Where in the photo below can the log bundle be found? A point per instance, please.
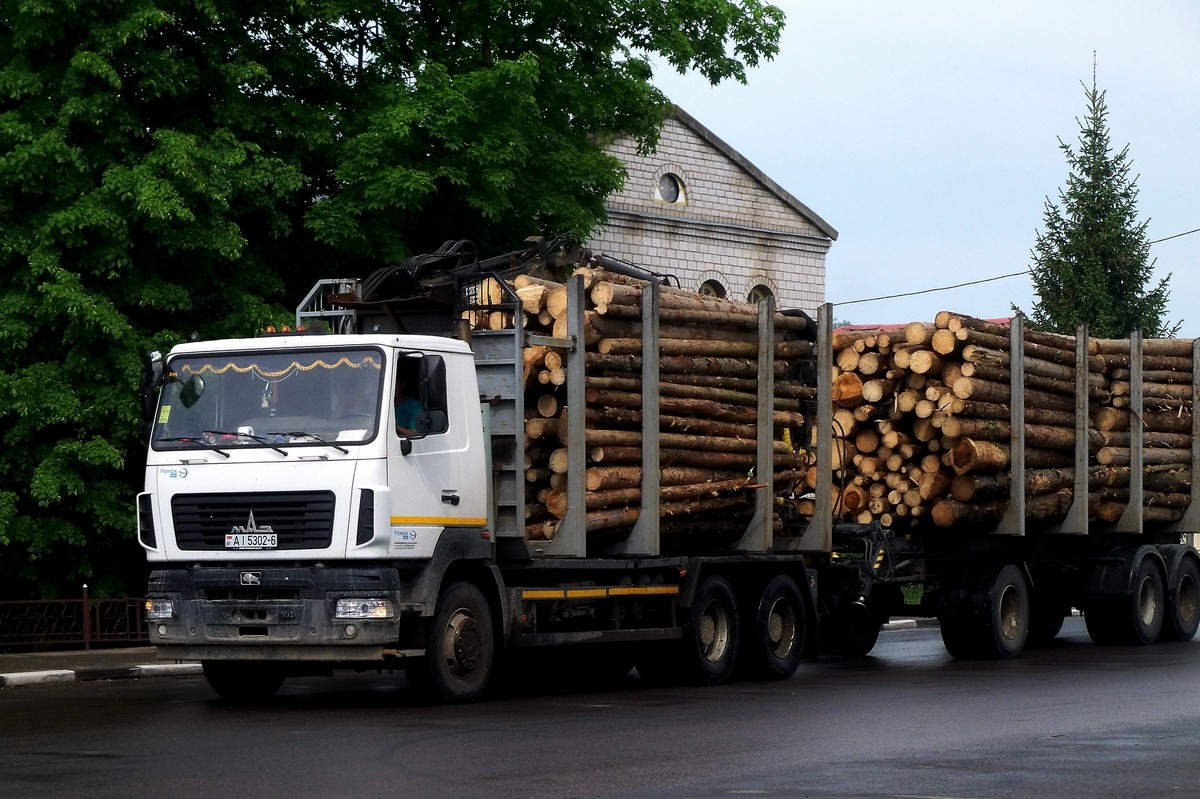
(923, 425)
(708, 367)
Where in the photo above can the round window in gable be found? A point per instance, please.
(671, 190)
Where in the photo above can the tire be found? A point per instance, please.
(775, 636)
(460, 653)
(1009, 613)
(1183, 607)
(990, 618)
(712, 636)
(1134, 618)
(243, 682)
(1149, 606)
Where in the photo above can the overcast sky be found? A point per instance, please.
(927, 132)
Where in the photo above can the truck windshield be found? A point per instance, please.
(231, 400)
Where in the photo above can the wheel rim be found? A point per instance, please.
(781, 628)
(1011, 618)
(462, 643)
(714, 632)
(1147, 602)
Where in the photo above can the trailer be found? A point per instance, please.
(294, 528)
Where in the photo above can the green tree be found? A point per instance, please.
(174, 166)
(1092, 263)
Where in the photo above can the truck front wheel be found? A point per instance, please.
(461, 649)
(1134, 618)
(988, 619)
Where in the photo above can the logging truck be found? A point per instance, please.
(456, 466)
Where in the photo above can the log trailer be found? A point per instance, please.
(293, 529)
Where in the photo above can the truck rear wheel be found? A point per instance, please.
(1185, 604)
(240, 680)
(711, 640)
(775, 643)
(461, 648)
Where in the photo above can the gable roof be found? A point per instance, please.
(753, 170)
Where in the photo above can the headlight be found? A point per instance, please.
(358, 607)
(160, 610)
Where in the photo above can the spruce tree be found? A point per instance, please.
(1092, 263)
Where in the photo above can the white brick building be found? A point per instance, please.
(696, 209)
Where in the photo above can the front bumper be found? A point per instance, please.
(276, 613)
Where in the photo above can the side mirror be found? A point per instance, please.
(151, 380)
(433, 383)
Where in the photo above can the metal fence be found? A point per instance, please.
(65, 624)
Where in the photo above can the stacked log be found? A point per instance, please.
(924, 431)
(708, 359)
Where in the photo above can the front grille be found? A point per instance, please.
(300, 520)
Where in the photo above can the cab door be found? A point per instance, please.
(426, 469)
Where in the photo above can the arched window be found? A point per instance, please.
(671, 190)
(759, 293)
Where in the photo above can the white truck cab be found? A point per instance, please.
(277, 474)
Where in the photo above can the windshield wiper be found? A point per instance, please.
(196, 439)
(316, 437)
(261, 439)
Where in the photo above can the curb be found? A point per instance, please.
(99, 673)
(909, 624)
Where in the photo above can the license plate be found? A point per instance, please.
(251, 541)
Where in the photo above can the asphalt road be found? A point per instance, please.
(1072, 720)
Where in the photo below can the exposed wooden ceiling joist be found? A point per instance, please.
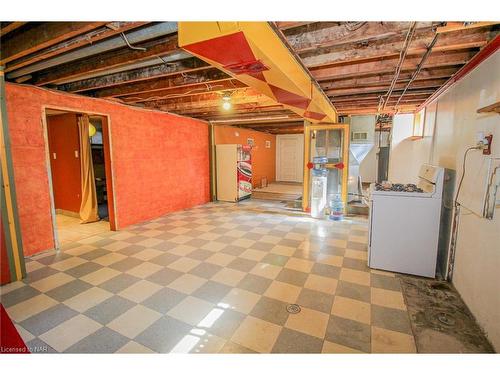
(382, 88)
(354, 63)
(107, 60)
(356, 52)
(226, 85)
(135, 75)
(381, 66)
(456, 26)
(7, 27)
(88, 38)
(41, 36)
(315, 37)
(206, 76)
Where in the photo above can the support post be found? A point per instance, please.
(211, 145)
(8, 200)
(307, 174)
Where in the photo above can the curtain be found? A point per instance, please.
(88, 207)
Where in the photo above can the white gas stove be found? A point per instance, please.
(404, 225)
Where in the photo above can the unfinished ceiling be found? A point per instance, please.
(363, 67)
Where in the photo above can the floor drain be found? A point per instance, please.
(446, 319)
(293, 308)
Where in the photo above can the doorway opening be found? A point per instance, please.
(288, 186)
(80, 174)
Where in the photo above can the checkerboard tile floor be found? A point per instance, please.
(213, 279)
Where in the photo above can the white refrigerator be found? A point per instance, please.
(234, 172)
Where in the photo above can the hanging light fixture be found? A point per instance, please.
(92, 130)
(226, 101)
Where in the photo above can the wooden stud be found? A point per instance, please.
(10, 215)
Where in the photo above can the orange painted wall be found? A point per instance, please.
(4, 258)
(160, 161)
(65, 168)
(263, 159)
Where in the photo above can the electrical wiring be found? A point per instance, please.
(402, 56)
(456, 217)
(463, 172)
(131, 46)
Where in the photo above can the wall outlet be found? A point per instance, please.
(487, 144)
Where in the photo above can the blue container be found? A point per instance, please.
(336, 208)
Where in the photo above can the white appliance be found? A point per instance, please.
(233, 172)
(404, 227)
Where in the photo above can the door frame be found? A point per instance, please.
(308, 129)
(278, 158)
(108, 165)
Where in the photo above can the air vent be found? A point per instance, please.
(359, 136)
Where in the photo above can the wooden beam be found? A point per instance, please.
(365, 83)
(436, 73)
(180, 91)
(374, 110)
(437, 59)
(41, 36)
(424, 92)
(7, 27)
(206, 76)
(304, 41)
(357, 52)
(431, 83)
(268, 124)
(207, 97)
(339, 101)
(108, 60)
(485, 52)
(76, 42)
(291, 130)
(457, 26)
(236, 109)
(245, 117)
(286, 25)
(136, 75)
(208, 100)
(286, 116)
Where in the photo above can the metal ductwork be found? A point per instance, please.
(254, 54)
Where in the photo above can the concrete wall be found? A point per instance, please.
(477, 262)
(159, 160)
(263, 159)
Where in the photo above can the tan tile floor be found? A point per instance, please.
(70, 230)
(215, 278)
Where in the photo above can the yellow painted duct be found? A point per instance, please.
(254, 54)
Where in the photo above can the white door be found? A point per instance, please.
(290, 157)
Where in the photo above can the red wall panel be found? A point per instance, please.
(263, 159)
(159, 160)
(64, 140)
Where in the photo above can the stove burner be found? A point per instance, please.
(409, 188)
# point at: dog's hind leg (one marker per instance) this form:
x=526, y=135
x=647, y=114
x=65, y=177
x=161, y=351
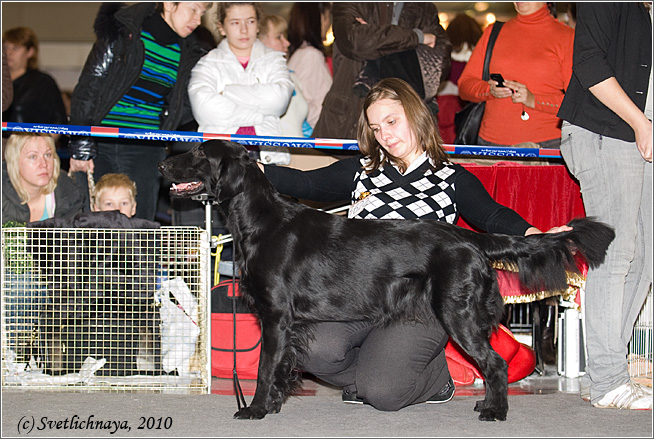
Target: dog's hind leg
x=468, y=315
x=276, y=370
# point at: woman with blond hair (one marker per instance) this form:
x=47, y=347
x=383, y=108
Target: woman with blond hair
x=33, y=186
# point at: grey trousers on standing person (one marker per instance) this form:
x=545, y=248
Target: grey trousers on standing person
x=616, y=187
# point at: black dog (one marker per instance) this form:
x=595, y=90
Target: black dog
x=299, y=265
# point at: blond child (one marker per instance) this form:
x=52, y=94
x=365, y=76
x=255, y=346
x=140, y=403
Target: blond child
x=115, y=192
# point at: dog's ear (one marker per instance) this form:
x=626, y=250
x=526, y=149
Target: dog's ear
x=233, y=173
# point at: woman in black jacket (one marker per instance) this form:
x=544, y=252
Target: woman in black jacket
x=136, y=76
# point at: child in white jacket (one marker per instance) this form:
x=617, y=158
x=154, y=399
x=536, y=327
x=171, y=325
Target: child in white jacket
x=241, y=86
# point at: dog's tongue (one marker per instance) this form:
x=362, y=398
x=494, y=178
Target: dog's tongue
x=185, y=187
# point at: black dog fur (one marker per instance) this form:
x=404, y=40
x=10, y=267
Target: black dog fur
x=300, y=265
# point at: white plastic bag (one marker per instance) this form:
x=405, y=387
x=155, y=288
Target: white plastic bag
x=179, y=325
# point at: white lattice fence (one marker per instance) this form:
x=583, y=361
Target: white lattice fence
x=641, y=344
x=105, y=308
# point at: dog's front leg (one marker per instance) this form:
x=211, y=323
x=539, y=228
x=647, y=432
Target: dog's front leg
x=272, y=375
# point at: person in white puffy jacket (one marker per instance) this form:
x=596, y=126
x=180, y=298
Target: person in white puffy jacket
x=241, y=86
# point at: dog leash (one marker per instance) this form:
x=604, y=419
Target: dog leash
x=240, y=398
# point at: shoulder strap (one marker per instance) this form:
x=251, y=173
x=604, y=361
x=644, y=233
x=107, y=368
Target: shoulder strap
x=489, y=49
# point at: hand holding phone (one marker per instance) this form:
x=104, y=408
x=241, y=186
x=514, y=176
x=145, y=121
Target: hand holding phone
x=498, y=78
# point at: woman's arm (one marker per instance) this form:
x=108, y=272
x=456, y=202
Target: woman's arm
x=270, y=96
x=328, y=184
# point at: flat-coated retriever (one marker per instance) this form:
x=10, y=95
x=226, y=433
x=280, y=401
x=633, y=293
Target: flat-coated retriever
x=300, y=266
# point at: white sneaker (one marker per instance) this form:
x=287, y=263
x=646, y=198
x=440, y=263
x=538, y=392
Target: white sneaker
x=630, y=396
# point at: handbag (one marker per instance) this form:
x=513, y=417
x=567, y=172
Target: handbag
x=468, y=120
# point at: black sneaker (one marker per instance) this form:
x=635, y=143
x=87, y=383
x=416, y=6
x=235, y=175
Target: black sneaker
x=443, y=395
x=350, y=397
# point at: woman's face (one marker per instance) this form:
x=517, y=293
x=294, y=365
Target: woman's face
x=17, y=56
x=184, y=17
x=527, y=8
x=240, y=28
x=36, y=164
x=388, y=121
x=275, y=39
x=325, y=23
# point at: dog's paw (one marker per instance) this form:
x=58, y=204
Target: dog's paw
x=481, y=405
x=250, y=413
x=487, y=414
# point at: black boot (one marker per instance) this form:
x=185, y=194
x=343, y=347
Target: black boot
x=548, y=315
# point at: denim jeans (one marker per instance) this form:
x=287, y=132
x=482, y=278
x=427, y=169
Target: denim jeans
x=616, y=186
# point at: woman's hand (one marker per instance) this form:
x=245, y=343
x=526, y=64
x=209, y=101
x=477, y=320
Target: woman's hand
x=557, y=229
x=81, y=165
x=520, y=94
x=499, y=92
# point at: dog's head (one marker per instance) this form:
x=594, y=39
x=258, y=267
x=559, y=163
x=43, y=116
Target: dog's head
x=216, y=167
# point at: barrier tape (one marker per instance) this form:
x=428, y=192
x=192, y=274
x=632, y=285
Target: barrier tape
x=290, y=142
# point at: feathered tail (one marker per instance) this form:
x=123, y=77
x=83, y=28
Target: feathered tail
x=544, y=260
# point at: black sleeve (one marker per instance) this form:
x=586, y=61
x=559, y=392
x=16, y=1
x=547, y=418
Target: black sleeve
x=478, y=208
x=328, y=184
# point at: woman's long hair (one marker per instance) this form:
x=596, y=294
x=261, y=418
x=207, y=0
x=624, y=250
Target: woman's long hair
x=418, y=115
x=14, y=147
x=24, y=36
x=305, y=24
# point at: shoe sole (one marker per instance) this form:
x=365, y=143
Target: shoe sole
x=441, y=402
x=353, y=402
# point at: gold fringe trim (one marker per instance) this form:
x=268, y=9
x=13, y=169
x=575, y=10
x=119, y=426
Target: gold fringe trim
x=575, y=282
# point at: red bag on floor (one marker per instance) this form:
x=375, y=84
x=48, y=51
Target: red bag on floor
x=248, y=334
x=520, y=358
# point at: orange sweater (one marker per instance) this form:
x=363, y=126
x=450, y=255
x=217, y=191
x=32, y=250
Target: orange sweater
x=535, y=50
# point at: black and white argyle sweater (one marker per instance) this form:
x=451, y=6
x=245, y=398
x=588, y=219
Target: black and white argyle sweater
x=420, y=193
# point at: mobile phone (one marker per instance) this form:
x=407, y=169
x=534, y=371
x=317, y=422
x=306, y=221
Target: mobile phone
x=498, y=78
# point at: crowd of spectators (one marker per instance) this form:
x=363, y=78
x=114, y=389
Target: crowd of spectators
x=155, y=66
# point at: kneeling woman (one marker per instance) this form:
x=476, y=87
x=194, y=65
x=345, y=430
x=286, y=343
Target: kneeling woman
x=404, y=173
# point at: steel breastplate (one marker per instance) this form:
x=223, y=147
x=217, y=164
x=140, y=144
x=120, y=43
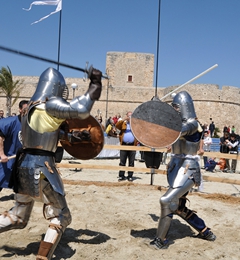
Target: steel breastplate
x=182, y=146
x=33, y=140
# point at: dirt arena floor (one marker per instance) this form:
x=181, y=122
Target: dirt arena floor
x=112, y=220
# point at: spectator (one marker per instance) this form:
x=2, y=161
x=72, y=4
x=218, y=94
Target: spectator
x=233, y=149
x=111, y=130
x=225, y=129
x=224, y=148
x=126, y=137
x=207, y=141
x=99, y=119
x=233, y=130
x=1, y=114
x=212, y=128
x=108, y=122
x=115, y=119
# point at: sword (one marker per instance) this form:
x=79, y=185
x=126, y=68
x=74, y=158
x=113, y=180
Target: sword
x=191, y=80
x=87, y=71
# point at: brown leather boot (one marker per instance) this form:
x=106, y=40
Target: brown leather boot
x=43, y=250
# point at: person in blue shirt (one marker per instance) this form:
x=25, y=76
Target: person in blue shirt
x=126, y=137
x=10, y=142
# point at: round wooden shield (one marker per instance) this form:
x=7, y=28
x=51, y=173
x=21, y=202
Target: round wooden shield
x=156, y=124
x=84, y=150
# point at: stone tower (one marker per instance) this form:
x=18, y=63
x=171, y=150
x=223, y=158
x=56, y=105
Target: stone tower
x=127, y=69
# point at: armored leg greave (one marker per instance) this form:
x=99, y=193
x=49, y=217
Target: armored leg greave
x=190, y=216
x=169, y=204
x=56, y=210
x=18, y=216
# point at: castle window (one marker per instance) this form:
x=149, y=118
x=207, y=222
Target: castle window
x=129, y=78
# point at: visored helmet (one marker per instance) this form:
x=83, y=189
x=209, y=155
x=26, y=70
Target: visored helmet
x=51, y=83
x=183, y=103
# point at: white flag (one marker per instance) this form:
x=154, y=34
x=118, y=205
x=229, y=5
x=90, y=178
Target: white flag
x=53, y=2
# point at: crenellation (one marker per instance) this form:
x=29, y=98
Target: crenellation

Required task
Swap "dirt arena floor" for "sand arena floor" in the stretch from the line containing "# point at: crowd" through the line containing "x=112, y=220", and give back only those lines with nothing else changed. Leave the pictures out of your answer.

Answer to this task
# point at: crowd of spectators (one marker per instance) this form:
x=363, y=78
x=114, y=389
Target: crowd of spectators
x=155, y=66
# point at: kneeling woman (one marker per instance) this form:
x=476, y=87
x=194, y=65
x=345, y=430
x=286, y=343
Target: kneeling woman
x=404, y=173
# point at: steel breastplate (one marker per instance) this form:
x=223, y=147
x=217, y=164
x=140, y=144
x=120, y=43
Target: steel breastplate
x=182, y=146
x=33, y=140
# point at: sand arena floor (one marker per instance) this form:
x=181, y=122
Target: sand arena floor
x=112, y=220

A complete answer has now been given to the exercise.